# EXERCISE INPUT:
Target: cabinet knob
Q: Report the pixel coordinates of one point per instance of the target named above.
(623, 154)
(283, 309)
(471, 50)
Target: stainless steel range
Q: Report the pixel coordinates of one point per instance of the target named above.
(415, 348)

# TRY IT:
All of the material must be given again without any change.

# YOUR RESPONSE:
Target: cabinet knob
Q: Report the pixel coordinates of one point per instance of the target named above.
(623, 154)
(283, 309)
(471, 50)
Target: stainless steel range
Q: Report the pixel coordinates of one point per instance of the target named above.
(415, 348)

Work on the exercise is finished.